Given request:
Quote the items below word for word, from the line containing "Every instance of the cargo aircraft" through the end of the items.

Dataset items:
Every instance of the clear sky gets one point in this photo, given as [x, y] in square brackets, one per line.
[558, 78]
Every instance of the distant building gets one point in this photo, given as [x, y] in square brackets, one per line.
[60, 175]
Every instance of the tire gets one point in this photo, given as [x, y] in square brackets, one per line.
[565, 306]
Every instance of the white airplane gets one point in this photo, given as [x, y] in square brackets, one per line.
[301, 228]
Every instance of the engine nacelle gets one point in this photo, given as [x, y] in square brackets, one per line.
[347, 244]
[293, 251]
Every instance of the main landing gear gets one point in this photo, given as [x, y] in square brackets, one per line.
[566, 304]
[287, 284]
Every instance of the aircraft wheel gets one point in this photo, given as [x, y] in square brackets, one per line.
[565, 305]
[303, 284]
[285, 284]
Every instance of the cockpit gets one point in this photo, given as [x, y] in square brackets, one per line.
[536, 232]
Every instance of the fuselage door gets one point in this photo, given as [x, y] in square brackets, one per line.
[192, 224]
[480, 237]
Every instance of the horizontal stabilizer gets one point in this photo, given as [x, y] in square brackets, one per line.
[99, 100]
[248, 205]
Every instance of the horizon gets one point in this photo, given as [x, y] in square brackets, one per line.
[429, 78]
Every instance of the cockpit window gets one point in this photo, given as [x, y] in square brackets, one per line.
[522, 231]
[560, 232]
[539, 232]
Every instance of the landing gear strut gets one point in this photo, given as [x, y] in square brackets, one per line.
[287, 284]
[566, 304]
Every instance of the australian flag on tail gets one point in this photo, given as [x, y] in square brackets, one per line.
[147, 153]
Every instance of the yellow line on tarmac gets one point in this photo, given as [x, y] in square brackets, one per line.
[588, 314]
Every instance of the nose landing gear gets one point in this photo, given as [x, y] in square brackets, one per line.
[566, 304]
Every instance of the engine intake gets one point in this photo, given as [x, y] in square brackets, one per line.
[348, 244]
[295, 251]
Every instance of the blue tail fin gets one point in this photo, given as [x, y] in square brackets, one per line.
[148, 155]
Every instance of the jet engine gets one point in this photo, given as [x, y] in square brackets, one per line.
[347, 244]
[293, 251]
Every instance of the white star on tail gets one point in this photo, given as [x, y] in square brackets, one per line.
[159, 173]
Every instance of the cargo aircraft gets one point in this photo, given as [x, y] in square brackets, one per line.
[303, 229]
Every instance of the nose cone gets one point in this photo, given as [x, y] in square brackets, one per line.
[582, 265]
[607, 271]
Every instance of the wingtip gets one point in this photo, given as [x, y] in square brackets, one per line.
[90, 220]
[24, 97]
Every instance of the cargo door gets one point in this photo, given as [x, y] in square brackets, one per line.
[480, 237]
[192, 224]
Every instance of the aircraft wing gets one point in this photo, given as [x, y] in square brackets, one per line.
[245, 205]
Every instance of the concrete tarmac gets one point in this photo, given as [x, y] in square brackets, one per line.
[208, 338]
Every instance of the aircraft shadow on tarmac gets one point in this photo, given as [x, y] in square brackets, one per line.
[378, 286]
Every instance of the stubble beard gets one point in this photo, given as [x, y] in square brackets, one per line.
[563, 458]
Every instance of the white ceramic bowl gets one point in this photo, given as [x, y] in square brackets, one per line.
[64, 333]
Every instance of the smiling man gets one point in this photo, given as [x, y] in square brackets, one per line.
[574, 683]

Answer:
Every instance of the cargo aircraft gets one point in this photo, given as [x, y] in square brackets, one per line.
[303, 229]
Every instance of the nose cone gets one point in this photo, given as [x, y] in square brackets, one per line.
[582, 265]
[607, 271]
Every instance of the wingtip gets one point in this photo, given as [x, y] in square brackets, one per line.
[90, 220]
[24, 97]
Every instance of the cargo door gets one point in this photo, given as [x, y] in square brackets, one per line.
[480, 237]
[192, 224]
Every instance of the aircraft wing gets one point in this photo, given as [x, y] in square brackets, one per line.
[245, 205]
Every instance of the concrete tarmac gets one point in this photo, given as [x, y] in square brackets, one per line.
[208, 338]
Every instance of the aircraft shadow on tarmac gets one point in this photo, given as [x, y] in square brackets, one per line.
[378, 286]
Every instance of the stubble beard gets one point in this photo, given as [x, y] in square brackets, one per line.
[563, 458]
Every instance of the white ceramic bowl gets one point in this photo, given as [x, y] in square brackets, one per line.
[64, 333]
Every instance of the smiling man gets one point in this photo, given as [x, y] in square brackets, one per line.
[574, 683]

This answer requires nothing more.